EXERCISE PASSAGE ▸
▬▬▬▬▬▬▬▬▬▬

The first thing to note is that the algorithm only runs when it receives new location data points. While there is a notional idea of a debounce "timer," it is not implemented with an actual timer. What happens is, when a new data point arrives that indicates the user has changed state, and the user is in a "transition" state, we compare the current time with the time that the user entered the transition state. If the difference is larger than the debounce interval, and the change is in the same direction (i.e., in or out), then they have entered/exited the bot. If the change is in the opposite direction, then we delete the transition event and pretend it never happened.

That is what happened here. The user enters the bot perimeter and goes into a transition_in state. The next data point that comes in has the user outside of the bot, so the transition_in state is deleted, which leaves the user in the exited state that they were in before all this started.

  • At 12:58:43, a data point arrives but it indicates the user is outside the bot. The debounce algorithm looks at it and concludes that the user is now outside, and hence was inside the bot for only a few seconds around 12:45:33.
  • A few seconds is not long enough to satisfy debounce, so the algorithm concludes that the user neither entered nor exited the bot.

▬▬▬▬▬▬▬▬▬▬

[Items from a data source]
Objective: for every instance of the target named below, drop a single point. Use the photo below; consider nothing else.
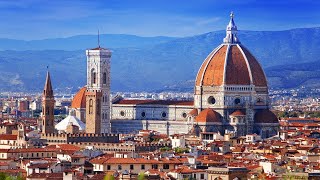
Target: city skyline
(34, 19)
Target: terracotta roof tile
(237, 113)
(237, 72)
(208, 115)
(8, 137)
(212, 70)
(265, 116)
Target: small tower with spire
(231, 35)
(48, 107)
(98, 90)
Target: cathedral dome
(79, 100)
(265, 116)
(208, 116)
(231, 64)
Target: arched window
(90, 106)
(104, 78)
(93, 77)
(47, 110)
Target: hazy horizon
(42, 19)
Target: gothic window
(47, 110)
(98, 107)
(90, 106)
(143, 114)
(104, 78)
(93, 77)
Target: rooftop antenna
(98, 38)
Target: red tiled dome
(79, 100)
(265, 116)
(237, 113)
(208, 115)
(230, 64)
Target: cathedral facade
(230, 95)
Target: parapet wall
(81, 137)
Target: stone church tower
(48, 107)
(98, 91)
(231, 91)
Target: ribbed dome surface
(208, 115)
(230, 64)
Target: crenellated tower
(98, 90)
(48, 107)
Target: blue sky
(39, 19)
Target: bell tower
(48, 107)
(98, 90)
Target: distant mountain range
(290, 59)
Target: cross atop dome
(231, 32)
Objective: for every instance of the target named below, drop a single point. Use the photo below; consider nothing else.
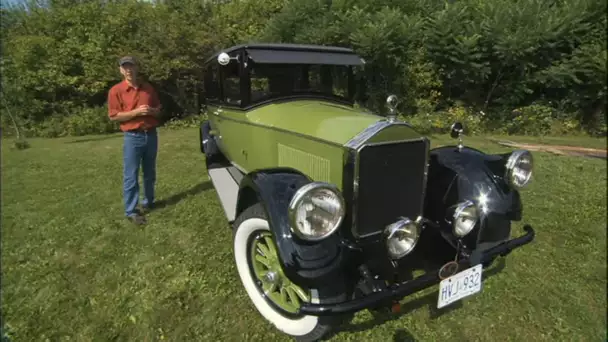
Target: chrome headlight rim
(392, 229)
(513, 163)
(297, 199)
(460, 208)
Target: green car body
(307, 135)
(333, 207)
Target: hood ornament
(391, 103)
(456, 133)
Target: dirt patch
(558, 149)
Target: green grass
(74, 269)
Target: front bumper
(401, 290)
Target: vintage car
(330, 204)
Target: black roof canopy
(296, 54)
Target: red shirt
(123, 98)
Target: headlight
(519, 168)
(316, 211)
(465, 218)
(401, 238)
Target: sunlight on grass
(73, 267)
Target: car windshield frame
(238, 84)
(318, 81)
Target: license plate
(459, 286)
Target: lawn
(74, 269)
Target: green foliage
(493, 56)
(439, 122)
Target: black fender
(456, 175)
(311, 264)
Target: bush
(440, 122)
(538, 119)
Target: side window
(211, 83)
(231, 84)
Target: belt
(142, 130)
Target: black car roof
(260, 52)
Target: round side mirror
(456, 130)
(392, 102)
(223, 58)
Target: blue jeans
(139, 148)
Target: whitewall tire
(247, 226)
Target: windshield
(278, 80)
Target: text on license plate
(459, 285)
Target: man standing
(135, 104)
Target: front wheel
(274, 296)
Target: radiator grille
(391, 183)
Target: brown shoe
(137, 219)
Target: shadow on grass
(174, 199)
(108, 137)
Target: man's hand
(154, 111)
(143, 110)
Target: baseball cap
(127, 59)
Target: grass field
(74, 269)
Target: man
(135, 104)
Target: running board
(226, 181)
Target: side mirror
(224, 58)
(456, 132)
(391, 103)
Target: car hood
(327, 121)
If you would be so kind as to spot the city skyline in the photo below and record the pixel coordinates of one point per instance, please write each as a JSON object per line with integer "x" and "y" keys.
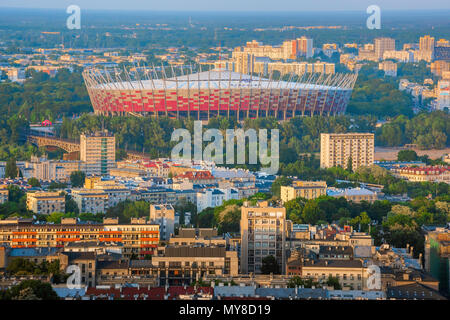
{"x": 233, "y": 5}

▬▬▬▬▬▬▬▬▬▬

TASK SET ▸
• A. List every condition the debounce explanation gives that must hold for the user to be counted as having entered or exited the bot.
• B. In the debounce explanation, what is done with the transition event when the change is in the opposite direction?
• C. Write out the part of the debounce explanation that opens with the words "That is what" and closes with "nor exited the bot.".
Use only the debounce explanation as your source.

YOUR RESPONSES ▸
• A.
- A new data point arrives that indicates the user has changed state.
- The user is in a "transition" state.
- The difference between the current time and the time the user entered the transition state is larger than the debounce interval.
- The change is in the same direction (in or out).

• B. The transition event is deleted and treated as if it never happened.

• C.
That is what happened here. The user enters the bot perimeter and goes into a transition_in state. The next data point that comes in has the user outside of the bot, so the transition_in state is deleted, which leaves the user in the exited state that they were in before all this started.

  • At 12:58:43, a data point arrives but it indicates the user is outside the bot. The debounce algorithm looks at it and concludes that the user is now outside, and hence was inside the bot for only a few seconds around 12:45:33.
  • A few seconds is not long enough to satisfy debounce, so the algorithm concludes that the user neither entered nor exited the bot.